The problem - Reproduce every one of the lines below word for word, changing nothing.

Data listing:
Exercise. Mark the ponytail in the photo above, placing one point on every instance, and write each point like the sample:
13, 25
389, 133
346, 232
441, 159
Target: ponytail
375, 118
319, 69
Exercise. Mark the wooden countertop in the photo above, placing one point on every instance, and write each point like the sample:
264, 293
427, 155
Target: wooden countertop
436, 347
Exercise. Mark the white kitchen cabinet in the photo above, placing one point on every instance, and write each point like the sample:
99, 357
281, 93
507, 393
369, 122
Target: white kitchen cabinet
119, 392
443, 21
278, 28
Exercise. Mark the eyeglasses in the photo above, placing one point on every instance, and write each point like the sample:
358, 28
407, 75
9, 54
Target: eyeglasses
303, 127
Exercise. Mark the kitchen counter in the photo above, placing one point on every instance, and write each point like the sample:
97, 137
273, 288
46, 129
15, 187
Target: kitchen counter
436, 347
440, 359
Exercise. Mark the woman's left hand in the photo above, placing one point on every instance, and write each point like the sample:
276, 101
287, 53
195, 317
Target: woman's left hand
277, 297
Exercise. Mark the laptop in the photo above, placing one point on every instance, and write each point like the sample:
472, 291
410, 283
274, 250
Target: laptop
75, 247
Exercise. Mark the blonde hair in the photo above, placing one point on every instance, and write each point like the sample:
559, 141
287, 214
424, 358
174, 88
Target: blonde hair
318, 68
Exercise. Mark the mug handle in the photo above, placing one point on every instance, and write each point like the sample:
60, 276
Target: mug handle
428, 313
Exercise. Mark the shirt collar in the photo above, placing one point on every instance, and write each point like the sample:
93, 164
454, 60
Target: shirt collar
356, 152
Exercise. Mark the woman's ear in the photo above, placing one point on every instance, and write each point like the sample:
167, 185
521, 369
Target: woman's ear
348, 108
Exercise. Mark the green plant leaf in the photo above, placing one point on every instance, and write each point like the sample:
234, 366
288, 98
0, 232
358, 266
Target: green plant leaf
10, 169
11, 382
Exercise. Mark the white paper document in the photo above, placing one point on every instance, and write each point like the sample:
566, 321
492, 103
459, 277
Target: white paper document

Finished task -
Exercise. Mark the ponytail in the photo above, placing one point on every instance, and write each point like the sample:
13, 25
389, 133
346, 232
441, 159
Target: ponytail
375, 118
319, 69
Exercise. Mark the wooden countertop in the photo above, placing one point on every instance, and write each point like the sample:
264, 293
427, 155
Target: wooden countertop
436, 347
Exercise. Mark the white kitchen cabinet in the photo above, placing one point on every instance, and write each point like the sample:
99, 357
281, 93
507, 393
369, 122
Target: white kitchen cabinet
119, 392
443, 21
278, 28
Exercise. Mark the eyeglasses in the photo above, placing one point on every instance, and write each point like the sample:
358, 28
407, 75
9, 54
Target: eyeglasses
303, 127
Exercise. Mark the kitchen counter in the photo above, placing one point on every instance, and write each point like the sample:
97, 137
273, 288
46, 129
15, 187
Target: kitchen counter
436, 347
440, 359
Exercise. Mark the woman's left hand in the photo above, placing one point on every instance, and write each point like the sample:
276, 101
287, 53
195, 317
Target: woman's left hand
277, 297
Exercise. Mark the laptop in the photo above, placing one point on every instance, and write each point like the sample:
472, 291
410, 283
274, 250
Target: laptop
75, 247
Exercise. Mark the blonde hair in the photo above, placing one point on every instance, and write each point like the sample:
559, 141
287, 214
424, 358
174, 88
Target: blonde hair
318, 68
Exercise. Mark the mug handle in the photo above, placing one point on every instance, and write each point like the sample:
60, 276
Target: mug handle
428, 313
Exercise. Mark the shirt collar in the photo above, placing one point on every instance, and write each point like the sample:
93, 164
454, 60
Target: shirt collar
356, 152
Exercise. Mark the woman's ear in the photo above, placing one point on every instance, and write each point like the sample:
167, 185
521, 369
Target: woman's ear
348, 108
Exercise. Mark the green plant leaf in the photo above, placing one point on every instance, and write each point like the sample:
234, 366
288, 98
0, 232
358, 266
Target: green plant leaf
10, 169
11, 382
Exercise. Mark the white paper document in the photo above, placing one point on every instance, and write each point like the sample:
566, 321
492, 103
459, 277
Target: white paper document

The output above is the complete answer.